## Goal A
Please quote the racing forum thread below word for word, everything from "What kind of" down to "I270 outer belt).".

## Text to read

Me neither... Alec Baldwin


----------



## Tim Stamper (May 22, 2002)

I only raced once or twice on Sundays last year and only finished one half of a points race. I remember at least twice last year, I TQ'd by more than 2 laps and didn't run the main because of grumbles in the pits.

I primarily raced on Friday at your place last year. You ran the races on Sunday, Nick and John ran it on Friday. I don't care about any of this anyways. Maybe the rcscrewz track that is 5 minutes from my house and Toledo where it is a real fight to get into the A will better suit my needs. The other think, and the only thing, that bothered me is that the carpet is glued down there and it makes for a totally different feeling track than anywhere else. It makes it interesting to practice there and then go to a big race and the car has to be completely changed due to a lack of traction. Most of the time my car was too aggressive for Larry's carpet and the extreme stickiness to it.

Tim


----------



## RAFster (May 29, 2002)

What kind of carpet are they laying at Larry's? Ozite or the FanFare?

Columbus is getting a carpet track and hobby shop on the East side off of I70 
and Brice Road (first exit east on I70 outside the I270 outer belt).

## Material for this task
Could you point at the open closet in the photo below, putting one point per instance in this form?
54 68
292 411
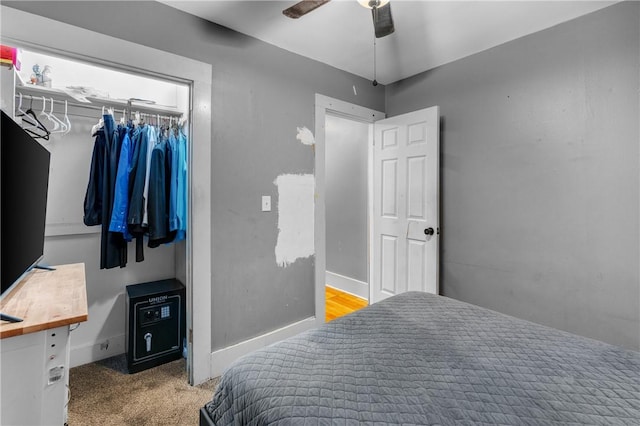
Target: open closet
63 110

## Goal B
Print every line of the records above exactly, leaving out the pictures.

## Complete answer A
What kind of carpet are they laying at Larry's? Ozite or the FanFare?

Columbus is getting a carpet track and hobby shop on the East side off of I70 
and Brice Road (first exit east on I70 outside the I270 outer belt).

## Complete answer B
Could you point at the open closet in the photo below, putting one point per instance in this form?
54 68
292 411
Target: open closet
63 110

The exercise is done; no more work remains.